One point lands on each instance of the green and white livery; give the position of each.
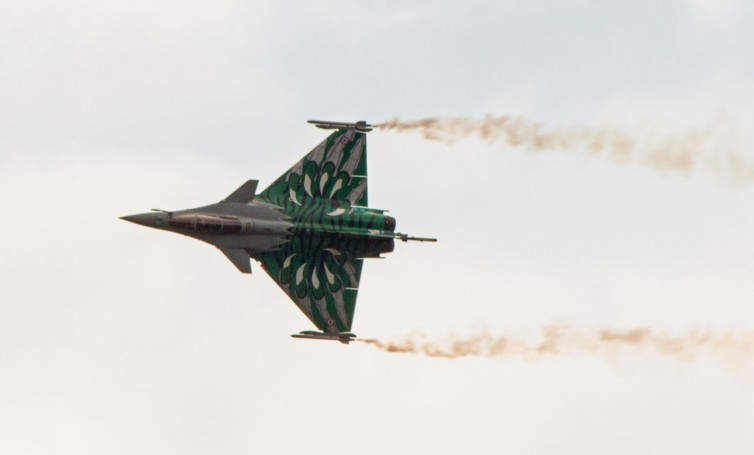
(311, 229)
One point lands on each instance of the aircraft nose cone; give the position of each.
(144, 219)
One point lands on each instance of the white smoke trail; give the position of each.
(711, 146)
(563, 340)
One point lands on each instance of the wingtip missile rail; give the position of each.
(343, 337)
(361, 126)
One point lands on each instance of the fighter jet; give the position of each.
(310, 230)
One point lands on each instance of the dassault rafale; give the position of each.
(310, 230)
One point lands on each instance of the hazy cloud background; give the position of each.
(119, 339)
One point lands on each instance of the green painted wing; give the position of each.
(334, 171)
(321, 275)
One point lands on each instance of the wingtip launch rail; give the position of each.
(361, 126)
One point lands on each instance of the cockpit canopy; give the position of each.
(206, 223)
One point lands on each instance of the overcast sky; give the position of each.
(119, 339)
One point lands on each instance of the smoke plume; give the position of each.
(555, 341)
(710, 146)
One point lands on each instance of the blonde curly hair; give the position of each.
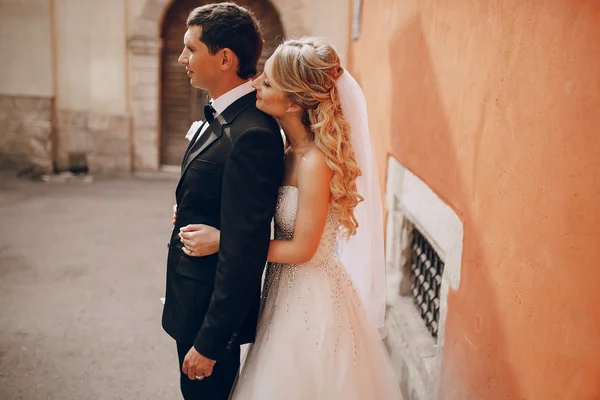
(306, 70)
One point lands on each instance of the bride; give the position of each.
(319, 334)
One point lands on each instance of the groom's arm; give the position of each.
(251, 179)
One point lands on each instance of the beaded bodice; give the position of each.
(285, 219)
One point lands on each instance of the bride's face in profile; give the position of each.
(269, 99)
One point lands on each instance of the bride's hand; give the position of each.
(199, 240)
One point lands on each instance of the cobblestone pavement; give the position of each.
(81, 274)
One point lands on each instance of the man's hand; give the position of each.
(196, 366)
(200, 240)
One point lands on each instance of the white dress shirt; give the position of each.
(220, 104)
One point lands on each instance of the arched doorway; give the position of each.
(181, 104)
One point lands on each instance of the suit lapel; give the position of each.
(212, 133)
(215, 130)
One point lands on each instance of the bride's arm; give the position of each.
(314, 177)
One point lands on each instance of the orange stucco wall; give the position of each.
(496, 105)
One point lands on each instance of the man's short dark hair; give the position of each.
(227, 25)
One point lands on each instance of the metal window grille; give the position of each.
(426, 270)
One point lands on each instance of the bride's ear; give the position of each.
(293, 108)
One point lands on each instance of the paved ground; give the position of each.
(81, 274)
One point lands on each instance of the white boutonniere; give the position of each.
(192, 131)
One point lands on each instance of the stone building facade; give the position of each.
(84, 84)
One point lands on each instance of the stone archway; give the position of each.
(145, 48)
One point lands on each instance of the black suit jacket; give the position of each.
(230, 180)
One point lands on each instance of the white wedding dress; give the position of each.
(314, 339)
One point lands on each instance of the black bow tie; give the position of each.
(209, 113)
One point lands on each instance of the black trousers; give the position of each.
(218, 385)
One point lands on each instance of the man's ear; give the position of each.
(228, 59)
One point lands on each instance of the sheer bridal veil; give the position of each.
(363, 254)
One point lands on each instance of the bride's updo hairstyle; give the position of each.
(306, 70)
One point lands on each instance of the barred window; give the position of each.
(426, 269)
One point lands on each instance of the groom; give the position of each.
(229, 179)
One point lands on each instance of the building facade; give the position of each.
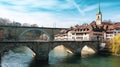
(93, 31)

::::

» Directions for this task
Output only the lines from the line that contains "One point lands on each instance of the metal" through the end of the material, both ends included, and skip every picture.

» Response
One point lands on each instance of the metal window grille; give the position of each.
(426, 270)
One point lands on each instance of the bride's ear; give the position of each.
(293, 108)
One point lands on each instance of the paved ground; give the position of each.
(81, 274)
One point lands on each instance of the white boutonniere; give the position of each.
(192, 131)
One point lands on each instance of the stone building facade; give the position of each.
(84, 84)
One point lands on each instance of the stone archway; give the position of each.
(145, 48)
One point lands on each instance of the black suit jacket; give the position of each.
(230, 180)
One point lands on each instance of the white wedding dress; give the position of each.
(314, 339)
One point lands on each instance of the black bow tie; give the position of each.
(209, 113)
One point lands on each instance of the black trousers; give the position of each.
(218, 385)
One point lands on each instance of the man's ear; give the position of each.
(228, 59)
One point lands on each instance of the sheer bridal veil; give the position of each.
(363, 254)
One point lands on each instance of the bride's updo hairstyle; give the position of each.
(306, 70)
One point lands on each instance of the barred window; give the position of each.
(426, 269)
One point lands on each instance of the groom; give the position of each.
(229, 179)
One point lands on each instance of the building facade; give the position of each.
(93, 31)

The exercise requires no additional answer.